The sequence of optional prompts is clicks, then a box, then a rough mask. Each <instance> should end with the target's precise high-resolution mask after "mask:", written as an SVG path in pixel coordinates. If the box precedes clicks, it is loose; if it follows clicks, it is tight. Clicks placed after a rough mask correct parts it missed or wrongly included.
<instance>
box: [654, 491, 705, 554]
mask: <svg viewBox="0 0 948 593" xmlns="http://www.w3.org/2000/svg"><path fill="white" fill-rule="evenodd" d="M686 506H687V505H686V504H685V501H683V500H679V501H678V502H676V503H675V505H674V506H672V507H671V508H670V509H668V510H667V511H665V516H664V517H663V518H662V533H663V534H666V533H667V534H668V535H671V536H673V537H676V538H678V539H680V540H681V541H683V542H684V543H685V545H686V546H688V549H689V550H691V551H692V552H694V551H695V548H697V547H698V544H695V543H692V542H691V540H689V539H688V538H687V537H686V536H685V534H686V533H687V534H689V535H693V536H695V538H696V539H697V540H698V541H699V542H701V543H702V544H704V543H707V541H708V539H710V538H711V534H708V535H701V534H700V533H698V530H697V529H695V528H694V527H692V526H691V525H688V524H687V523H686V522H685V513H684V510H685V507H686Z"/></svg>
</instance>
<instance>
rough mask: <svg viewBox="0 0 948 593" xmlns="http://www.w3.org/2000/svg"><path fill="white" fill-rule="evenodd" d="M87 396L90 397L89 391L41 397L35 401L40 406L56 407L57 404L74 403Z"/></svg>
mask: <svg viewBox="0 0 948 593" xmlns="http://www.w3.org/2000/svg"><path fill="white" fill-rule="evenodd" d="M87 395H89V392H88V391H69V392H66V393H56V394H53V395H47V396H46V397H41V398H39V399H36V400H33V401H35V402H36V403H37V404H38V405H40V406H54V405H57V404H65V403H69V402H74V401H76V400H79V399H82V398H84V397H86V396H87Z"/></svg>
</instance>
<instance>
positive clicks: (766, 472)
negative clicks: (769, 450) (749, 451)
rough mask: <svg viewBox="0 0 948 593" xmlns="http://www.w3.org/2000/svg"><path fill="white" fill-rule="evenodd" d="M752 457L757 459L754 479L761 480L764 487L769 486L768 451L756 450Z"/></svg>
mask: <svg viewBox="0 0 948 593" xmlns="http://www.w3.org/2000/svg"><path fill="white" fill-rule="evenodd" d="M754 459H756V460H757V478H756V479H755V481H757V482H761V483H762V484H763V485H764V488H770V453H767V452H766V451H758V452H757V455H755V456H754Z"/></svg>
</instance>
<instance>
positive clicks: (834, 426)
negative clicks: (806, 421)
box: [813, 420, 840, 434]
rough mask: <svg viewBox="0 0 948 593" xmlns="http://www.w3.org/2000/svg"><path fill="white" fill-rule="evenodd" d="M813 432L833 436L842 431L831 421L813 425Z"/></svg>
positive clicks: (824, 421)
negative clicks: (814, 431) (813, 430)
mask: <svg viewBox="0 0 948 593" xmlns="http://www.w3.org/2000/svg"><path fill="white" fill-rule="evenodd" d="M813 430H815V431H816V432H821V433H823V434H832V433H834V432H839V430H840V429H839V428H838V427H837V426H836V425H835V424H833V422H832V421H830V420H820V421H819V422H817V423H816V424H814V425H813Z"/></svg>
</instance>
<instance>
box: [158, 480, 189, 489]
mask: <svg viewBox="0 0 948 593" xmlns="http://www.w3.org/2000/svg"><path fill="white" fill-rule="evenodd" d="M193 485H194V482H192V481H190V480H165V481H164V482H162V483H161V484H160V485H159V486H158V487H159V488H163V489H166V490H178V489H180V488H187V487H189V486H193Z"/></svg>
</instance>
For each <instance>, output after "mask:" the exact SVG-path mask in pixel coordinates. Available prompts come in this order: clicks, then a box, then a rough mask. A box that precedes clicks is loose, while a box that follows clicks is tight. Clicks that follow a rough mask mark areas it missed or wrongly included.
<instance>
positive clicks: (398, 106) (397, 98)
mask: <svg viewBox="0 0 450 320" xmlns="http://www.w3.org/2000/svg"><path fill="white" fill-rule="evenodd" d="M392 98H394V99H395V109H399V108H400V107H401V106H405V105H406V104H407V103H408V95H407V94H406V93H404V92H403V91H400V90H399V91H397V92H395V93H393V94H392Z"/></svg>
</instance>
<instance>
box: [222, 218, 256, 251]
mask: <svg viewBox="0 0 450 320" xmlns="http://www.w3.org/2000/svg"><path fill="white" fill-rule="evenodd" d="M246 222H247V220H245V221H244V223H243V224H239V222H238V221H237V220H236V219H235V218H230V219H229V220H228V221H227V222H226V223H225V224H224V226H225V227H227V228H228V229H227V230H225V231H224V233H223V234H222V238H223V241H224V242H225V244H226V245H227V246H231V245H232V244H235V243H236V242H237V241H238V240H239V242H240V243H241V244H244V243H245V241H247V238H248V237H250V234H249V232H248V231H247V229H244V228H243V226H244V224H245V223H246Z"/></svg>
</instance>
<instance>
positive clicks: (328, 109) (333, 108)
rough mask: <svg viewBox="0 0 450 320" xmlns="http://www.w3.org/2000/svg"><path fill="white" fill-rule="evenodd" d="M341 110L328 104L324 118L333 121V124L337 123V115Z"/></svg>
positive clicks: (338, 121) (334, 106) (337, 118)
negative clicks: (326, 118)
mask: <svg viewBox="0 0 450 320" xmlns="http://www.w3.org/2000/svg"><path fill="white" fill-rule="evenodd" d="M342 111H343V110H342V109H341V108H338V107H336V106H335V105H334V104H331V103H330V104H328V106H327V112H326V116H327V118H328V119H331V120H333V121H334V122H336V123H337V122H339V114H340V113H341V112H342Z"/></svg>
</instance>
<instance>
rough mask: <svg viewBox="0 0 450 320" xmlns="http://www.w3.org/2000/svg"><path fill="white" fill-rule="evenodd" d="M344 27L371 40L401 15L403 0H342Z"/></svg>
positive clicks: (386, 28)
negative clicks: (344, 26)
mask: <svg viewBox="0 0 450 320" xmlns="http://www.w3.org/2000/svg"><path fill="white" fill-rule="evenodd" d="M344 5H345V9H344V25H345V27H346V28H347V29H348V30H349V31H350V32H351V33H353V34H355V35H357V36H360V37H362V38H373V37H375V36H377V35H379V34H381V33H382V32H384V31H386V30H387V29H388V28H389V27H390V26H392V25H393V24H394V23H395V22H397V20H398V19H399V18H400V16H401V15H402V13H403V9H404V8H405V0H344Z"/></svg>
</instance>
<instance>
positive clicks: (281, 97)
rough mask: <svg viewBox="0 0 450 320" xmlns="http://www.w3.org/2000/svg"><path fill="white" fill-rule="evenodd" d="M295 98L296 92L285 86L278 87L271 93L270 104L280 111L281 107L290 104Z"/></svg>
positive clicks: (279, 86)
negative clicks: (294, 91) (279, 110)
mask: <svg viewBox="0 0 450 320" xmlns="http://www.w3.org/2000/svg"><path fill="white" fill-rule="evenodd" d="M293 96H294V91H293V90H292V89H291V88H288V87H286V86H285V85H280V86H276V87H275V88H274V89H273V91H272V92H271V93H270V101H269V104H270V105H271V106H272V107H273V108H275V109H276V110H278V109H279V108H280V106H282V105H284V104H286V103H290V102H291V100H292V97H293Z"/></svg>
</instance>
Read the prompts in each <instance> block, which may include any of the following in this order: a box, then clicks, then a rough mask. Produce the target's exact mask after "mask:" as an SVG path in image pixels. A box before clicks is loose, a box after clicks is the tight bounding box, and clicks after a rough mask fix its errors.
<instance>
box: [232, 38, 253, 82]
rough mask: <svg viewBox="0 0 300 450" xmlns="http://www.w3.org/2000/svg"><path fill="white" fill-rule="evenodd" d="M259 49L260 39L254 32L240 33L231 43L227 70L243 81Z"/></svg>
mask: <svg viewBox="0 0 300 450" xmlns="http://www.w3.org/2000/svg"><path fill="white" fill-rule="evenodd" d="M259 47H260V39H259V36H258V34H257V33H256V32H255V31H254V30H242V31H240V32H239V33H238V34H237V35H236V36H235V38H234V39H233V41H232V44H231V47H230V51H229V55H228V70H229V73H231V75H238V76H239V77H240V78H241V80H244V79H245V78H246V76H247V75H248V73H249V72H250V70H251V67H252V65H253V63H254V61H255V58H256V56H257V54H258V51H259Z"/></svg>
● ● ● ●
### Assigned task
The answer should be nothing but the number of lines above that contain "included".

### Reply to the exercise
2